== Requirement A ==
Echo the Proposition 227 transcript word for word, in full.
[Begin Source]
Learning the Language

What is the best way to teach language skills to non-English speaking children? In California, supporters of Proposition 227 say schools should immerse students in English as soon as possible. If it is successful, the proposition could spell the end to bilingual education in the state.

SPENCER MICHELS: If Proposition 227 on California’s June 2nd ballot passes, instruction in two languages, like this, probably will end. The proposition seeks to severely curtail bilingual education in public schools. About a third of all non-English speaking children-just under half a million-are enrolled in bilingual classes of one sort or another. The proposition–put on the ballot by initiative-is the brainchild of Ron Unz, successful Silicon Valley software entrepreneur and one-time Republican candidate for governor-now a crusader to end bilingual education. He says his goal is simple:

What is Proposition 227?

RON UNZ: Teaching English to children as soon as possible once they entered school. It’s taking young children who don’t know the language, putting them in a classroom with the other children who are learning the language, and having them intensively talk English for a period of a few months, up to a year, until they’ve learned enough English to be mainstreamed.

SPENCER MICHELS: What Unz wants to eliminate is the use of Spanish or other foreign languages in non-language classes like math or science. Bilingual schools use that technique to try to keep students from falling behind in academic subjects. Those students are eased into speaking English in other classes, with more and more English as they get older.
[End Source]
[Begin Dataset excerpts]
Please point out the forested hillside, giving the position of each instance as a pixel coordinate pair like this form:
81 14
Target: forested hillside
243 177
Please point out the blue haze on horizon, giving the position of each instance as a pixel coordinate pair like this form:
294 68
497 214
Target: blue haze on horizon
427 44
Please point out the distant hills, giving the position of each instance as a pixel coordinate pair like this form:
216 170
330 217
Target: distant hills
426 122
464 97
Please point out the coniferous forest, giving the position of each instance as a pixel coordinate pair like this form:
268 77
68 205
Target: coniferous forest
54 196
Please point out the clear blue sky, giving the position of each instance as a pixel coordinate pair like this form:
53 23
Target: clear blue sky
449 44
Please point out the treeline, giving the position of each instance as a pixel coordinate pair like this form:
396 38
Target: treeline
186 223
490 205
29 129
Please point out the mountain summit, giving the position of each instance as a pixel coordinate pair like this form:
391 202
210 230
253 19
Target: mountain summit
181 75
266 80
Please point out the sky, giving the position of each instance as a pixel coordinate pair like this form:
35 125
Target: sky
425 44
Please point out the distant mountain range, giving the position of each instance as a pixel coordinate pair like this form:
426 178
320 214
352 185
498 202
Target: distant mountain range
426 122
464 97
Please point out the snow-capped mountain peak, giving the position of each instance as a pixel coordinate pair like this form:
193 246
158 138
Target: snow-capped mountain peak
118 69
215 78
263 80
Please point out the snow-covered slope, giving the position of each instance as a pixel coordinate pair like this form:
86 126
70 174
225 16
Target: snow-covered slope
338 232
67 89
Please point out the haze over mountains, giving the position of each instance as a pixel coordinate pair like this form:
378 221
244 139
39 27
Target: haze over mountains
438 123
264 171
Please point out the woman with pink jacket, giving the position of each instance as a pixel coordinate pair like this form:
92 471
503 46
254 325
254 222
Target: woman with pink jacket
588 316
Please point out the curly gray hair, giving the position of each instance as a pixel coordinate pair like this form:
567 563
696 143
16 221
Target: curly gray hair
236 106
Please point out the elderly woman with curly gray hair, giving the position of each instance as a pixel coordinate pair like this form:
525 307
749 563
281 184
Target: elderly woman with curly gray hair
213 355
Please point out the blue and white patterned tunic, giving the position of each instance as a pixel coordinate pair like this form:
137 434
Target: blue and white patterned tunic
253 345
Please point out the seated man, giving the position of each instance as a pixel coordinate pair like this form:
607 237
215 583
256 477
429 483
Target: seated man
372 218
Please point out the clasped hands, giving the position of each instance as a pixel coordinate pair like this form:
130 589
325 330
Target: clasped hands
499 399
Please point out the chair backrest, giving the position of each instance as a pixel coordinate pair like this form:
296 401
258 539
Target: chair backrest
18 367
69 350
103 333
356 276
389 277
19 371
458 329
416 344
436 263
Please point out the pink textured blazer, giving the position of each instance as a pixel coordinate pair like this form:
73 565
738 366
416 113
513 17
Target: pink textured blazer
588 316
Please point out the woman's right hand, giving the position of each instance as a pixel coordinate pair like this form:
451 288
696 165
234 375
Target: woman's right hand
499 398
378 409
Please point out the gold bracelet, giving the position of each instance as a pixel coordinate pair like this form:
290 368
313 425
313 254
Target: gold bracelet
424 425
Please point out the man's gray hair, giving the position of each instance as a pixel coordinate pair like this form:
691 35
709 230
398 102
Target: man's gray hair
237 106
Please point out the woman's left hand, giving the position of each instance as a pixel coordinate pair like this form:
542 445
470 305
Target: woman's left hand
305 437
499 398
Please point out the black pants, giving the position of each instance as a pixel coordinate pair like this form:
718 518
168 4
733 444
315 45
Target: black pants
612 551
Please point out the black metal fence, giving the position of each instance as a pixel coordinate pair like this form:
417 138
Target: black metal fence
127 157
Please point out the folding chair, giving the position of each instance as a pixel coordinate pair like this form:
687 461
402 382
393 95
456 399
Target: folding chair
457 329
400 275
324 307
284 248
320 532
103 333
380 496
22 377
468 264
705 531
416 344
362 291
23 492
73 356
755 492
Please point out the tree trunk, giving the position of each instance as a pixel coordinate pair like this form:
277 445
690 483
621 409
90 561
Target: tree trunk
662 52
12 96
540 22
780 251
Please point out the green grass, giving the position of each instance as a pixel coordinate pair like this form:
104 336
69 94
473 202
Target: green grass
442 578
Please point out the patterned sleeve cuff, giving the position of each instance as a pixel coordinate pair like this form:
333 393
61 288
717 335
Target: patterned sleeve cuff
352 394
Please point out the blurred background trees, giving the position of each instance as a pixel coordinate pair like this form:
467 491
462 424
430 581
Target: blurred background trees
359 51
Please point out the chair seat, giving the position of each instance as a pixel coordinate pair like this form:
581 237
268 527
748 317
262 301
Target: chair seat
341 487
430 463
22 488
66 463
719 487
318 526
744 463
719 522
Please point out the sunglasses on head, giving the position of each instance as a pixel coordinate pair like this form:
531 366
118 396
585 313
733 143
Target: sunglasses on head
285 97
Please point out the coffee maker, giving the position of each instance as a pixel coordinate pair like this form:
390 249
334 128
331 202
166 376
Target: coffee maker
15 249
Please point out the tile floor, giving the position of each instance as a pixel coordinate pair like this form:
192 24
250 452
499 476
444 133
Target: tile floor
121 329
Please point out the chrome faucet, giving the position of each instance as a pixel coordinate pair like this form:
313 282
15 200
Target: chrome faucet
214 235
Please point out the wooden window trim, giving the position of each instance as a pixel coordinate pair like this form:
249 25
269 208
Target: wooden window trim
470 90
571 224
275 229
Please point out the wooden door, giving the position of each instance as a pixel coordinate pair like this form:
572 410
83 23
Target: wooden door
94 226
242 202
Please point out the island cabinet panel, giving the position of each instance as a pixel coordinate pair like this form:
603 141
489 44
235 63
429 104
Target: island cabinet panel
[End Dataset excerpts]
== Requirement B ==
Render the lines of the records as a JSON list of strings, one string per line with blank lines omitted, starting at the line containing "Please point out the chair seat, giving" and ending with the last line of the records, both included. Return only those lines.

== Written solution A ==
Learning the Language

What is the best way to teach language skills to non-English speaking children? In California, supporters of Proposition 227 say schools should immerse students in English as soon as possible. If it is successful, the proposition could spell the end to bilingual education in the state.

SPENCER MICHELS: If Proposition 227 on California’s June 2nd ballot passes, instruction in two languages, like this, probably will end. The proposition seeks to severely curtail bilingual education in public schools. About a third of all non-English speaking children-just under half a million-are enrolled in bilingual classes of one sort or another. The proposition–put on the ballot by initiative-is the brainchild of Ron Unz, successful Silicon Valley software entrepreneur and one-time Republican candidate for governor-now a crusader to end bilingual education. He says his goal is simple:

What is Proposition 227?

RON UNZ: Teaching English to children as soon as possible once they entered school. It’s taking young children who don’t know the language, putting them in a classroom with the other children who are learning the language, and having them intensively talk English for a period of a few months, up to a year, until they’ve learned enough English to be mainstreamed.

SPENCER MICHELS: What Unz wants to eliminate is the use of Spanish or other foreign languages in non-language classes like math or science. Bilingual schools use that technique to try to keep students from falling behind in academic subjects. Those students are eased into speaking English in other classes, with more and more English as they get older.

== Written solution B ==
[
  "Please point out the chair seat, giving the position of each instance as a pixel coordinate pair like this form:",
  "581 237",
  "268 527",
  "748 317",
  "262 301",
  "Target: chair seat",
  "341 487",
  "430 463",
  "22 488",
  "66 463",
  "719 487",
  "318 526",
  "744 463",
  "719 522",
  "Please point out the sunglasses on head, giving the position of each instance as a pixel coordinate pair like this form:",
  "531 366",
  "118 396",
  "585 313",
  "733 143",
  "Target: sunglasses on head",
  "285 97",
  "Please point out the coffee maker, giving the position of each instance as a pixel coordinate pair like this form:",
  "390 249",
  "334 128",
  "331 202",
  "166 376",
  "Target: coffee maker",
  "15 249",
  "Please point out the tile floor, giving the position of each instance as a pixel coordinate pair like this form:",
  "192 24",
  "250 452",
  "499 476",
  "444 133",
  "Target: tile floor",
  "121 329",
  "Please point out the chrome faucet, giving the position of each instance as a pixel coordinate pair like this form:",
  "313 282",
  "15 200",
  "Target: chrome faucet",
  "214 235",
  "Please point out the wooden window trim, giving the position of each instance as a pixel coordinate pair like this form:",
  "249 25",
  "269 208",
  "Target: wooden window trim",
  "470 90",
  "571 224",
  "275 229",
  "Please point out the wooden door, giving the position of each instance as a pixel coordinate pair like this form:",
  "572 410",
  "83 23",
  "Target: wooden door",
  "94 226",
  "242 202",
  "Please point out the island cabinet panel, giving the position of each instance as a pixel coordinate pair like this form:",
  "603 141",
  "489 44",
  "235 63",
  "429 104",
  "Target: island cabinet panel"
]